TASK DESCRIPTION - Starting at the line that contains "Target: shallow water" and continuing to the end of the material, write out every line again, requests included. Raise each coordinate in the answers by 51 and leave the requests unchanged.

....

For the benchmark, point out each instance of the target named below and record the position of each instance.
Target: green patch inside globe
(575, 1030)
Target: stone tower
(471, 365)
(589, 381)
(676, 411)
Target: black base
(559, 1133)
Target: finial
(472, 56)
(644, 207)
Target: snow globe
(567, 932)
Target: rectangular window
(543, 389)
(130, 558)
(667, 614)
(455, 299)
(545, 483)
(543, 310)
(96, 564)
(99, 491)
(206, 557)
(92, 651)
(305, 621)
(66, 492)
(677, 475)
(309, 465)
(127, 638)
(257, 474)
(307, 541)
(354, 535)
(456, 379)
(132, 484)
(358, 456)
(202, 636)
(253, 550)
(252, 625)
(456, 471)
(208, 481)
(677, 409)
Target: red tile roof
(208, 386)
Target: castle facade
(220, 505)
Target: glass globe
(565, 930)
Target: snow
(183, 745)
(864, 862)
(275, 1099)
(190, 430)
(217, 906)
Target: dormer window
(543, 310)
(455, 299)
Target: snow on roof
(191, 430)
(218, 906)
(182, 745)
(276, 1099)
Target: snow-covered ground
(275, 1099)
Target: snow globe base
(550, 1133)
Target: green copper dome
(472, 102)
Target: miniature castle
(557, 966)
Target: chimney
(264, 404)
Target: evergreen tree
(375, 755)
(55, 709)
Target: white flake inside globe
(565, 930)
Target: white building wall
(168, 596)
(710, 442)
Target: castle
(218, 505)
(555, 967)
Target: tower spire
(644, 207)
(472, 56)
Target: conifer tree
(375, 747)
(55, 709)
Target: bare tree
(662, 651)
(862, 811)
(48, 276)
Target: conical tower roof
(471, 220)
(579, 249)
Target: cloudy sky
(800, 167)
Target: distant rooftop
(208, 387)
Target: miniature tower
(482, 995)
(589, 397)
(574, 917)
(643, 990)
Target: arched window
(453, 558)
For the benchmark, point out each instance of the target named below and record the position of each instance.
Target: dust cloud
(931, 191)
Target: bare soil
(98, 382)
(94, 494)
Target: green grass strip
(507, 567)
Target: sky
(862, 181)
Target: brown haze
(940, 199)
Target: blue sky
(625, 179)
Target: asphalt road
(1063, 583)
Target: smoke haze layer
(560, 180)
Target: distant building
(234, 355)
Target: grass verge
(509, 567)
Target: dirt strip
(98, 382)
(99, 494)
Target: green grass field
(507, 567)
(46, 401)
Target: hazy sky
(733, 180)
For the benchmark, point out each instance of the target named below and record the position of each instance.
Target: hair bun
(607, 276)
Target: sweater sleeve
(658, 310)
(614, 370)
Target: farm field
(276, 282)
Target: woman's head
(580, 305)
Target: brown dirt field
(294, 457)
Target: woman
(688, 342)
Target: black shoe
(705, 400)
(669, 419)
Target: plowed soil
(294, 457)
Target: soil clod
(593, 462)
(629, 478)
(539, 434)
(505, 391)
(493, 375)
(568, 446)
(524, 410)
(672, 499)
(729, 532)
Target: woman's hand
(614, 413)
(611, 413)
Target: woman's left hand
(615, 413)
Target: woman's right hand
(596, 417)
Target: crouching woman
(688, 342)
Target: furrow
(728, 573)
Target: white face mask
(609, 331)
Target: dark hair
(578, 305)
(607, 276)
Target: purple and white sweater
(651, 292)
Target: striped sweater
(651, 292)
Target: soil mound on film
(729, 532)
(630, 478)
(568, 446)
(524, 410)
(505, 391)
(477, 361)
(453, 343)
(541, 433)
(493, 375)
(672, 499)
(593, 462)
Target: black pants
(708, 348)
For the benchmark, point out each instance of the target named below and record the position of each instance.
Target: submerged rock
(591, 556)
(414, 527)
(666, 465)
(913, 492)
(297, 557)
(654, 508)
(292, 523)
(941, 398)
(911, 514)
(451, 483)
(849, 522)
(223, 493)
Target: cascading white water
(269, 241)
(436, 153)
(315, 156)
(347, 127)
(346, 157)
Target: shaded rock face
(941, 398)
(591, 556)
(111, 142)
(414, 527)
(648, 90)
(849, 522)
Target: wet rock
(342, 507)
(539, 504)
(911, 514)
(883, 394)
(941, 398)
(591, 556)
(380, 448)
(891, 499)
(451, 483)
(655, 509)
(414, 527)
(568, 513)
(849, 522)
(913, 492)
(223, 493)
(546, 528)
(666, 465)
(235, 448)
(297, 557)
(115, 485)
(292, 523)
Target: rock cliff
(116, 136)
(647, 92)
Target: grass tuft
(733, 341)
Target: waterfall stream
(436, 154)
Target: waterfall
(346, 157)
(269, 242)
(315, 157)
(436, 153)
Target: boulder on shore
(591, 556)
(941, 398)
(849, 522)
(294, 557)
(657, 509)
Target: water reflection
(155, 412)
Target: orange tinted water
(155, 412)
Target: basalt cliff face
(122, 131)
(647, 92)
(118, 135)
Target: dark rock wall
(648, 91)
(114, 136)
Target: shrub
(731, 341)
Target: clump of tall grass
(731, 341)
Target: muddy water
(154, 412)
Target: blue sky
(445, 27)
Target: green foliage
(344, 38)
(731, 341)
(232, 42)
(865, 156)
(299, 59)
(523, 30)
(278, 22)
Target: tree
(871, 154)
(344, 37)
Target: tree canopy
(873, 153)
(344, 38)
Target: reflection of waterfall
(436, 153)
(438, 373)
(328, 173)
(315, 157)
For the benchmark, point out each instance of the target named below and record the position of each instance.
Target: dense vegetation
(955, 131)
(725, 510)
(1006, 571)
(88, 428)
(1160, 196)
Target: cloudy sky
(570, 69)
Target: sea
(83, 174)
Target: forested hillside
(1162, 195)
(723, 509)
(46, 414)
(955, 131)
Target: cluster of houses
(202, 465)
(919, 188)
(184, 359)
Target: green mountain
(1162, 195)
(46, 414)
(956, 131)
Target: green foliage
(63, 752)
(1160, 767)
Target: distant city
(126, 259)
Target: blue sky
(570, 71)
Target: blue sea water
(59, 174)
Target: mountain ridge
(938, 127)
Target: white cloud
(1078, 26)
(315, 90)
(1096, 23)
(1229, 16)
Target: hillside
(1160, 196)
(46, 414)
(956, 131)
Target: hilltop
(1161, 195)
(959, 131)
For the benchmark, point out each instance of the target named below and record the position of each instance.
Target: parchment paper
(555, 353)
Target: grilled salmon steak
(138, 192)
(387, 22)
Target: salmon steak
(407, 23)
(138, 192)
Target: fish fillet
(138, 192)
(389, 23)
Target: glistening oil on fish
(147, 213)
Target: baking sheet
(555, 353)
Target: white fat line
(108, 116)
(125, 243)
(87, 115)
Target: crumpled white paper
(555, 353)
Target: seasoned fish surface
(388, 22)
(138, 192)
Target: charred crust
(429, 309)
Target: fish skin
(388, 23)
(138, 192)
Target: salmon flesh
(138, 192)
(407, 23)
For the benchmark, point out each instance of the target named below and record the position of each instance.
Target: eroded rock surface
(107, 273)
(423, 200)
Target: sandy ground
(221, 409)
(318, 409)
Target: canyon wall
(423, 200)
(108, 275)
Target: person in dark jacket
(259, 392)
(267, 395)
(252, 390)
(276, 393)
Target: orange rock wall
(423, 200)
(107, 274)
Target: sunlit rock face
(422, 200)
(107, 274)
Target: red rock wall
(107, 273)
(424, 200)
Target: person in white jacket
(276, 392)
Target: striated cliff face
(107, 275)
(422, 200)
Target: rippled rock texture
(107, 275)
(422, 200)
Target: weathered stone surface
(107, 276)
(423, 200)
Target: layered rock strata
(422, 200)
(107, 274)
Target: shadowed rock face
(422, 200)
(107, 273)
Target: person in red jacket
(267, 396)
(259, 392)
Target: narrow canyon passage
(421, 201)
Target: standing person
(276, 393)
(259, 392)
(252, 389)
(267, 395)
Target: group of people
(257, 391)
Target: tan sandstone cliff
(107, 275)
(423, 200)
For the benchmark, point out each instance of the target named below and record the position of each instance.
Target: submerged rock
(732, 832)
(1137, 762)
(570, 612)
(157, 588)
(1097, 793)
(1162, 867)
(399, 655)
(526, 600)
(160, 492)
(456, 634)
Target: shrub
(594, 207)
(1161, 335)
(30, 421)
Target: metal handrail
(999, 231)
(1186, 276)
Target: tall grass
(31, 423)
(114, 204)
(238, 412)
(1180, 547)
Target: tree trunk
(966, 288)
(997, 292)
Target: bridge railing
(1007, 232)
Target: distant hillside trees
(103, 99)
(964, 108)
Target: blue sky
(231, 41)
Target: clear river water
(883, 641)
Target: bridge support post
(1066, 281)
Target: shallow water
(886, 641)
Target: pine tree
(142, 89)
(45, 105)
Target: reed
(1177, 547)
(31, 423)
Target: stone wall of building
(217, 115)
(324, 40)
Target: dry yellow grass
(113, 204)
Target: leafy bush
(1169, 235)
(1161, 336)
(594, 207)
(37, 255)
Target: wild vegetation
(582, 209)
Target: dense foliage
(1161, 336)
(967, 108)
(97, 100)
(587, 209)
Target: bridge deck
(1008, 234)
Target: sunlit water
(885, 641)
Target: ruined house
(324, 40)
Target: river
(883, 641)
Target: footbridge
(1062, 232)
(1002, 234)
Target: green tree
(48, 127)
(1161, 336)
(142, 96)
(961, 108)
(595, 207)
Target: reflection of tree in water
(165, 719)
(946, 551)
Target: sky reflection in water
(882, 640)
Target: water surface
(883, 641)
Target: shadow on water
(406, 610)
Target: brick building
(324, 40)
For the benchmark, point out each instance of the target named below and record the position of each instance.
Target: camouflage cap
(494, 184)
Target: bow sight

....

TASK ANSWER -
Target: shallow water
(937, 692)
Target: pine tree
(193, 140)
(96, 156)
Target: reed
(1228, 598)
(82, 474)
Target: stone wall of building
(268, 166)
(375, 91)
Target: dry yellow grass
(164, 255)
Target: leafy bush
(1220, 286)
(1212, 387)
(645, 258)
(88, 306)
Target: wild vegetation
(633, 260)
Target: dense foliage
(1212, 387)
(1018, 159)
(148, 151)
(638, 260)
Target: bridge deck
(1059, 285)
Target: sunlit water
(936, 692)
Target: ruined house
(375, 91)
Target: river
(934, 692)
Target: footbridge
(1113, 283)
(1053, 285)
Target: green tree
(99, 178)
(1212, 387)
(193, 147)
(1012, 159)
(646, 258)
Target: reflection of tree in water
(216, 770)
(997, 602)
Target: sky reflection in water
(933, 691)
Target: water surface
(934, 692)
Target: shadow on water
(457, 661)
Target: brick building
(375, 91)
For the benchmark, point out each instance of the target named below and record the position of each instance.
Target: camouflage cap
(545, 235)
Target: bow sight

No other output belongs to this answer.